Voting restriction laws include preventing people who have been convicted of a felony from voting; the are laws that target people of colour. These laws have been pushed and enforced by Republicans, and intensely heightened over the past 2 years. This year, more people with felony convictions were barred from voting than any election in U.S. history.
Florida, Michigan, Pennsylvania , Wisconcin, Nevada and Ohio all have laws that deliberately target people of colour and stop them from voting – which won Trump the election.
Florida, for example, stopped 1.7 million 'convicted felons' from voting in the Presidential election. Trump won Florida by 100,000 votes, or 1%. With Florida holding 55 electoral votes, had Hillary won Florida, she likely would have won the election.
America’s prison system and voting restrictions are – in the words of scholar Michelle Alexander, who wrote the book of the same title – The New Jim Crow, systematically relegating millions of people to a permanent second-class status.

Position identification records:
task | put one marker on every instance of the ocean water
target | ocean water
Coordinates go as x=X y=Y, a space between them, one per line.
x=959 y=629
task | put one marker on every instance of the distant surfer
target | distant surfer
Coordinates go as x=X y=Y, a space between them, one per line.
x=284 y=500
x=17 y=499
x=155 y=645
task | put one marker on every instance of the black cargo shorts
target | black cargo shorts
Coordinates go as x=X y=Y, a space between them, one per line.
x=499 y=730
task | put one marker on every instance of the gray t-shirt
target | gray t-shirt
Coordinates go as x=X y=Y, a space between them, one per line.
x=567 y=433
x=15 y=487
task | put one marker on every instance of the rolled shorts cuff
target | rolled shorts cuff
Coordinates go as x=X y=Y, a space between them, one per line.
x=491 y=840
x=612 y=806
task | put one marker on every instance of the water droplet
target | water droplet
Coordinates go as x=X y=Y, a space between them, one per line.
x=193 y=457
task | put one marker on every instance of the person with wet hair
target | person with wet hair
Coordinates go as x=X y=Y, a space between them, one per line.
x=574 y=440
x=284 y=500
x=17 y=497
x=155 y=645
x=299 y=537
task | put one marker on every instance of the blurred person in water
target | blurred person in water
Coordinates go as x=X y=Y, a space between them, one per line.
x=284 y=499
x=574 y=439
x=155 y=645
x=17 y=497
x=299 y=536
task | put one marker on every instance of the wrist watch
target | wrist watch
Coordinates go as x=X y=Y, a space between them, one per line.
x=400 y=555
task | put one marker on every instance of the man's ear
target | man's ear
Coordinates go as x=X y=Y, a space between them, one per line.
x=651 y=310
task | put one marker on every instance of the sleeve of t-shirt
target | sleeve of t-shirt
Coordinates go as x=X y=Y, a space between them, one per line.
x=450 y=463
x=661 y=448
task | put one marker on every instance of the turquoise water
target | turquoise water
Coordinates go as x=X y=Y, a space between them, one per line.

Task requirements:
A. Rewrite the felony voting passage, beginning at the words "Florida, Michigan, Pennsylvania" and stopping after "permanent second-class status.", and switch "voting" to "balloting" throughout.
B. According to the felony voting passage, how many people did Florida stop from voting in the Presidential election?
C. List every person named in the felony voting passage.
The records play no part in any of this.

Solutions to each task:
A.
Florida, Michigan, Pennsylvania , Wisconcin, Nevada and Ohio all have laws that deliberately target people of colour and stop them from balloting – which won Trump the election.
Florida, for example, stopped 1.7 million 'convicted felons' from balloting in the Presidential election. Trump won Florida by 100,000 votes, or 1%. With Florida holding 55 electoral votes, had Hillary won Florida, she likely would have won the election.
America’s prison system and balloting restrictions are – in the words of scholar Michelle Alexander, who wrote the book of the same title – The New Jim Crow, systematically relegating millions of people to a permanent second-class status.

B. 1.7 million 'convicted felons'

C. Trump, Hillary, Michelle Alexander